* **SOURCE PASSAGE**:
Sunday, September 22, 2013

Review - Blink Once

Blink Once
by Cylin Busby
Date: 2012
Publisher: Bloomsbury USA
Reading level: YA
Book type: prose novel
Pages: 288
Format: e-book
Source: library

West is a high school senior who has everything going for him until an accident leaves him paralyzed. Strapped down in his hospital bed, slipping in and out of consciousness, West is terrified and alone. Until he meets Olivia.

She's the girl next door-sort of. A patient in the room next to his, only Olivia can tell what West is thinking, and only Olivia seems to know that the terrible dreams he's been having are not just a result of his medication. Yet as West comes to rely on Olivia-to love her, even-certain questions pull at him: Why has Olivia been in the hospital for so long? And what does it mean that she is at the center of his nightmares? But the biggest question of all comes when West begins to recover and learns that the mysterious girl he's fallen in love with has a secret he could never have seen coming.

(synopsis from Goodreads)

* **LISTED RECORDS**:
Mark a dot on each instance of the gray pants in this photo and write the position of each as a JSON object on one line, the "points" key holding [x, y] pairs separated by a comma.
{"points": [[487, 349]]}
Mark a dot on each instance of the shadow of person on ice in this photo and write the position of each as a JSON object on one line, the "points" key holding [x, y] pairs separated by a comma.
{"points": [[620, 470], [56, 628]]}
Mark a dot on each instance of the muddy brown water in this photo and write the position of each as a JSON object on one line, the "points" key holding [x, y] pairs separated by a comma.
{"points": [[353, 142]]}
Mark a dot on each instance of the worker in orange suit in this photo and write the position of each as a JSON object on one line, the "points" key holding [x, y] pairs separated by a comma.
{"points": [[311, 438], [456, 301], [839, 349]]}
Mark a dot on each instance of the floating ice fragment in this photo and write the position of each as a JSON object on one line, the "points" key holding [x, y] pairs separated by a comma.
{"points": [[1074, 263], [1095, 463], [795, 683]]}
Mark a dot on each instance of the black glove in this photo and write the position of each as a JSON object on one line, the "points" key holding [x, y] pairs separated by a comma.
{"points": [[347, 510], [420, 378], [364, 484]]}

==

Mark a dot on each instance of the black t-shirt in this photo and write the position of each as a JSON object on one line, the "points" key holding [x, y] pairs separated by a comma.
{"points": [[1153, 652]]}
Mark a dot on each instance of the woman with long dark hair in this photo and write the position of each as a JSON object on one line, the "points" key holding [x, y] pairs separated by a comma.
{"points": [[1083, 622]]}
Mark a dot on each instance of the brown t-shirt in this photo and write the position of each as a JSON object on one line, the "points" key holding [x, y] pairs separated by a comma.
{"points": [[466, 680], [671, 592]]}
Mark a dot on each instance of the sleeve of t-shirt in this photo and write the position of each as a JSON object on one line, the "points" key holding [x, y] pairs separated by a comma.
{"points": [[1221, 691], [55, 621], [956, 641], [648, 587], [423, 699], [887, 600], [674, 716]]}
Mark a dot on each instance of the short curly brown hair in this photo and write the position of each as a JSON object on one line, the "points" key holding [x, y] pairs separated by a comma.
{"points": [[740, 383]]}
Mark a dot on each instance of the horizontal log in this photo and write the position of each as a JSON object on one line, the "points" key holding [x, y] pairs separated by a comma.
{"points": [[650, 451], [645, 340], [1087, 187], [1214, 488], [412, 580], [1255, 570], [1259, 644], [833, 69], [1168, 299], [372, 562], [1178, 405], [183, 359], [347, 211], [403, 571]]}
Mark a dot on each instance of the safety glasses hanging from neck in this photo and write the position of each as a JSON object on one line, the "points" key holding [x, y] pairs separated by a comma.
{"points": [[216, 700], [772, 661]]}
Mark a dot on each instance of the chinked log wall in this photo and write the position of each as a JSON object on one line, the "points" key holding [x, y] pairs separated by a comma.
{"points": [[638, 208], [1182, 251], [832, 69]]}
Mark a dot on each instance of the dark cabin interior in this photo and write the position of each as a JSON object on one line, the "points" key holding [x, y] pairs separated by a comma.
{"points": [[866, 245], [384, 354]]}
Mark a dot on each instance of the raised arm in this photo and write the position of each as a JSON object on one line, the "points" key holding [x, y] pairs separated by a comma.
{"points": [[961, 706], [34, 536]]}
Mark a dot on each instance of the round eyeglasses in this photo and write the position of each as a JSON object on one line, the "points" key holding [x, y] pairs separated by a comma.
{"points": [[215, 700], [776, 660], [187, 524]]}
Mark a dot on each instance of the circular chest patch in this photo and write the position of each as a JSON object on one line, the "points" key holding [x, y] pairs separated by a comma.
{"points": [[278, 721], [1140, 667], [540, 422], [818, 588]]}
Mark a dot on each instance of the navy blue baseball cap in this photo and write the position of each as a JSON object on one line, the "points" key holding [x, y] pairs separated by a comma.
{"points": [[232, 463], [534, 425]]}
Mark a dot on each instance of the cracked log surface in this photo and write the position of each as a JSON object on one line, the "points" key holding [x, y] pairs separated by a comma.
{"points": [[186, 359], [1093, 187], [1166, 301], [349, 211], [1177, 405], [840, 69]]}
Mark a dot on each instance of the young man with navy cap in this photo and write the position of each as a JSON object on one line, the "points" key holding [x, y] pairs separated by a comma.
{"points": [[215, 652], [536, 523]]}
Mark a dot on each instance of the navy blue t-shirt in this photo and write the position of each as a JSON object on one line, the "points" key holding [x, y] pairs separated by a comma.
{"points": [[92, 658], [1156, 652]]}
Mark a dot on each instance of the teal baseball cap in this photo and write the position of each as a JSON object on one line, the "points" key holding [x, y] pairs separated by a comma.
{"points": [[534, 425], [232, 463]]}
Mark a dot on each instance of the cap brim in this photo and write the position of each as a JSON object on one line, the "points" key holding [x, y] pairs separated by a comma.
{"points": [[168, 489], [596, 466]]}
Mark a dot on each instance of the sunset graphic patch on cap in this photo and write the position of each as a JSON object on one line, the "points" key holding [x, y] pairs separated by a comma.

* **WORK TASK A**: Rewrite the book review from "West is a high" up to and including "(synopsis from Goodreads)", swapping "hospital" for "clinic".
* **WORK TASK B**: According to the book review, which publisher released Blink Once?

* **ANSWER BOX A**:
West is a high school senior who has everything going for him until an accident leaves him paralyzed. Strapped down in his clinic bed, slipping in and out of consciousness, West is terrified and alone. Until he meets Olivia.

She's the girl next door-sort of. A patient in the room next to his, only Olivia can tell what West is thinking, and only Olivia seems to know that the terrible dreams he's been having are not just a result of his medication. Yet as West comes to rely on Olivia-to love her, even-certain questions pull at him: Why has Olivia been in the clinic for so long? And what does it mean that she is at the center of his nightmares? But the biggest question of all comes when West begins to recover and learns that the mysterious girl he's fallen in love with has a secret he could never have seen coming.

(synopsis from Goodreads)

* **ANSWER BOX B**: Bloomsbury USA